■ **EXERCISE INPUT**:
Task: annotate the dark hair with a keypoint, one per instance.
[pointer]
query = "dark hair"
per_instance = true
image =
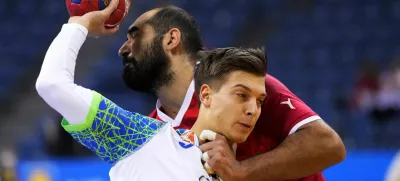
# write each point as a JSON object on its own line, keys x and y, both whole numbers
{"x": 214, "y": 65}
{"x": 173, "y": 17}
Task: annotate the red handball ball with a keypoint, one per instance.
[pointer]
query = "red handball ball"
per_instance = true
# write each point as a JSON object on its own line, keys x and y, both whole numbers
{"x": 81, "y": 7}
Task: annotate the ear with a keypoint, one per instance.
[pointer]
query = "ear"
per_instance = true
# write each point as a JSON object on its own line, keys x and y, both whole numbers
{"x": 172, "y": 39}
{"x": 205, "y": 95}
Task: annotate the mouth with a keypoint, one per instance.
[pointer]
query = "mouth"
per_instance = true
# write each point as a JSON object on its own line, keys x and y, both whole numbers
{"x": 248, "y": 126}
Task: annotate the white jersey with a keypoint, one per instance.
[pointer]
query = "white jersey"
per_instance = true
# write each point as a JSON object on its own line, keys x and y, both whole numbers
{"x": 140, "y": 148}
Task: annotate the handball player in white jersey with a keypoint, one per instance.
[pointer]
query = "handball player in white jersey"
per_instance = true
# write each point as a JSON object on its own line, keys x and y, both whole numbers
{"x": 230, "y": 86}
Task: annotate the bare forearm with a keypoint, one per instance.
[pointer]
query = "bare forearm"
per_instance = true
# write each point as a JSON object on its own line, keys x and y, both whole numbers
{"x": 304, "y": 153}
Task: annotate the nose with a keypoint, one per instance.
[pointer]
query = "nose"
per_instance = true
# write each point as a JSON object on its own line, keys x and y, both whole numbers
{"x": 251, "y": 108}
{"x": 124, "y": 50}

■ **TASK BRIEF**: Convert the lines above into a JSON list of strings, with one string per line, no blank lines, and the picture left out.

■ **COMPLETED TASK**:
[
  "Task: annotate the dark hair with a keypoint, one per instance.",
  "[pointer]",
  "query = \"dark hair\"",
  "per_instance = true",
  "image =",
  "# write each point as a JSON object on its own line, keys x and y, both whole numbers",
  "{\"x\": 214, \"y\": 65}",
  "{\"x\": 173, \"y\": 17}",
  "Task: annotate the red handball ball with a keypoint, one per instance.",
  "[pointer]",
  "query = \"red handball ball\"",
  "per_instance = true",
  "# write each point as a JSON object on its own line, keys x and y, both whole numbers",
  "{\"x\": 81, \"y\": 7}",
  "Task: annotate the ear with a keypoint, one per instance.",
  "[pointer]",
  "query = \"ear\"",
  "per_instance = true",
  "# write each point as a JSON object on its own line, keys x and y, both whole numbers",
  "{\"x\": 172, \"y\": 39}",
  "{\"x\": 205, \"y\": 95}",
  "Task: annotate the mouth with a keypoint, one per instance.",
  "[pointer]",
  "query = \"mouth\"",
  "per_instance = true",
  "# write each point as a JSON object on its own line, keys x and y, both whole numbers",
  "{\"x\": 248, \"y\": 126}",
  "Task: annotate the white jersey with a keypoint, one per instance.",
  "[pointer]",
  "query = \"white jersey\"",
  "per_instance = true",
  "# write each point as a JSON object on its own line, keys x and y, both whole numbers",
  "{\"x\": 140, \"y\": 148}",
  "Task: annotate the handball player in white jersey with a keypoint, one per instance.",
  "[pointer]",
  "query = \"handball player in white jersey\"",
  "per_instance = true",
  "# write each point as a JSON object on its own line, keys x and y, both whole numbers",
  "{\"x\": 230, \"y\": 86}",
  "Task: annotate the bare forearm with a keypoint, one per instance.",
  "[pointer]",
  "query = \"bare forearm\"",
  "per_instance = true",
  "# write each point as a JSON object on its own line, keys x and y, both whole numbers",
  "{\"x\": 304, \"y\": 153}",
  "Task: annotate the nose with a keypoint, one per instance.",
  "[pointer]",
  "query = \"nose\"",
  "per_instance = true",
  "# write each point as a JSON object on its own line, keys x and y, both whole numbers",
  "{\"x\": 251, \"y\": 108}",
  "{\"x\": 124, \"y\": 50}"
]